Short problem —
Put each line of the material below into a Markdown table with the columns Row and Line, giving the row number and the line and skipping any blank lines. Leave the pictures out.

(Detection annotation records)

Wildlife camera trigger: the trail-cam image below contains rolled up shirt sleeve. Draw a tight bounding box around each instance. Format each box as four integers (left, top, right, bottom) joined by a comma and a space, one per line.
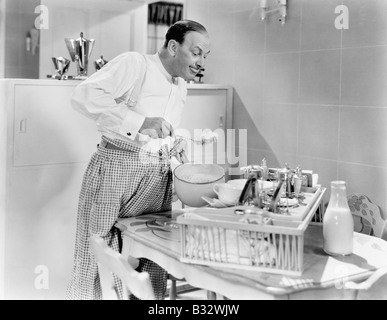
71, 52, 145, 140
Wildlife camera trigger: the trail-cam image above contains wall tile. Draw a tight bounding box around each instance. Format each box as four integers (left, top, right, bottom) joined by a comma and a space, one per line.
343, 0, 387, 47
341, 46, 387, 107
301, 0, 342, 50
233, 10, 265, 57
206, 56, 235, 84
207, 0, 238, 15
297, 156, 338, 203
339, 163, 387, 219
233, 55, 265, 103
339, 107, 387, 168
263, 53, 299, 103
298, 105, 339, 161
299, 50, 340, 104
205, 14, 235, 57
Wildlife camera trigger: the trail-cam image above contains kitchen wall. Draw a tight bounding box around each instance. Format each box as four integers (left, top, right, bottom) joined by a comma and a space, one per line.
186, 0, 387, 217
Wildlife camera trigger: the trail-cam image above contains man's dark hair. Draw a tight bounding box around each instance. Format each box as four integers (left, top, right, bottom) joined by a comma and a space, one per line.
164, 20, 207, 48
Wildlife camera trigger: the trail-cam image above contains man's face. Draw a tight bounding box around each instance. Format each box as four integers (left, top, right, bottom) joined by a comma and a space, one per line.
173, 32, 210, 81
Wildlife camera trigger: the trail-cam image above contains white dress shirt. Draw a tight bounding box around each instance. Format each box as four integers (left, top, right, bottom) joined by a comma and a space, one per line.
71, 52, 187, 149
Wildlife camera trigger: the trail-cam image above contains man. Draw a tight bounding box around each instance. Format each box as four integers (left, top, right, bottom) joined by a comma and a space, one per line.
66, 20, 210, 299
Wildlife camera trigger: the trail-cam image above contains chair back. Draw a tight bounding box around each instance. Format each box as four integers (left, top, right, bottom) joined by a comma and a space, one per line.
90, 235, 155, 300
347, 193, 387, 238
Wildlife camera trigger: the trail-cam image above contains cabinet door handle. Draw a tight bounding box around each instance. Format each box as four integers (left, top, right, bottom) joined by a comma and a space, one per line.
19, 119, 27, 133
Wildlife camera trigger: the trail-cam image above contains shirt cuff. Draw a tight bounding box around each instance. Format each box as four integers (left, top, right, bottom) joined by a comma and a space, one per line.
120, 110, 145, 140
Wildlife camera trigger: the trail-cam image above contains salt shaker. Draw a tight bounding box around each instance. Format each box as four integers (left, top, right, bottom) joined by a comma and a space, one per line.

Solution to this exercise —
| Row | Line |
|---|---|
| 1 | Wildlife camera trigger: the trail-cam image below contains rolled up shirt sleeve. Draw a tight bounding box around each instance. Format each box as four integers (left, top, right, bottom) joined by a comma and a space, one per line. |
| 2 | 71, 52, 145, 140 |
| 3 | Wildlife camera trigger: the trail-cam image above contains wall tile. Draw a tight bounding box around each instance. Format each box as four integers (left, top, right, bottom) joined by a comma and a space, one per line. |
| 4 | 343, 0, 387, 47 |
| 5 | 341, 46, 387, 107 |
| 6 | 301, 0, 342, 50 |
| 7 | 233, 10, 265, 57 |
| 8 | 206, 56, 235, 84 |
| 9 | 207, 0, 238, 15 |
| 10 | 297, 156, 338, 203 |
| 11 | 339, 163, 387, 219 |
| 12 | 233, 55, 265, 103 |
| 13 | 339, 107, 387, 168 |
| 14 | 263, 53, 299, 103 |
| 15 | 298, 105, 339, 161 |
| 16 | 299, 50, 340, 104 |
| 17 | 205, 14, 235, 57 |
| 18 | Wildlife camera trigger: the trail-cam image above contains kitchen wall. Draw a tight bounding box around each instance. Format each box as four integers (left, top, right, bottom) joined by a comma and a space, one per line. |
| 19 | 186, 0, 387, 217 |
| 20 | Wildlife camera trigger: the trail-cam image above contains man's dark hair. Draw a tight bounding box around each instance. Format each box as four integers (left, top, right, bottom) joined by a comma and a space, one per line. |
| 21 | 164, 20, 207, 48 |
| 22 | Wildlife camera trigger: the trail-cam image above contains man's face. Draw a tight bounding box around each instance. Format each box as four integers (left, top, right, bottom) joined by a comma and a space, one per line. |
| 23 | 173, 32, 210, 81 |
| 24 | Wildlife camera trigger: the trail-cam image above contains white dress shirt. Draw a tight bounding box around each instance. Format each box as four integers (left, top, right, bottom) joined by a comma and a space, one per line. |
| 25 | 71, 52, 187, 149 |
| 26 | Wildlife camera trigger: the trail-cam image above contains man. Draw a tight bounding box around each instance. Format each box as four integers (left, top, right, bottom) joined by a comma and a space, one per line. |
| 27 | 66, 20, 210, 299 |
| 28 | Wildlife camera trigger: the trail-cam image above contains chair back. Draw a tight bounding box around each instance. Format each box as four integers (left, top, right, bottom) joined by a comma and a space, one per line. |
| 29 | 90, 235, 155, 300 |
| 30 | 347, 193, 387, 238 |
| 31 | Wildlife camera trigger: the trail-cam image above contains cabinet door handle. Draw a tight bounding box around each instance. Format each box as four integers (left, top, right, bottom) joined by a comma and a space, one per line. |
| 32 | 19, 119, 27, 133 |
| 33 | Wildlife camera trigger: the trail-cam image above contains shirt cuff. Draw a tight bounding box around each instance. Format each box as four integers (left, top, right, bottom) joined by a comma and a space, one per line. |
| 34 | 120, 110, 145, 140 |
| 35 | Wildlife camera trigger: the trail-cam image above contains salt shaker. Draw a tight bounding box around each instance. Format each box as four integers (left, top, right, bottom) joined by a comma and a space, one per line. |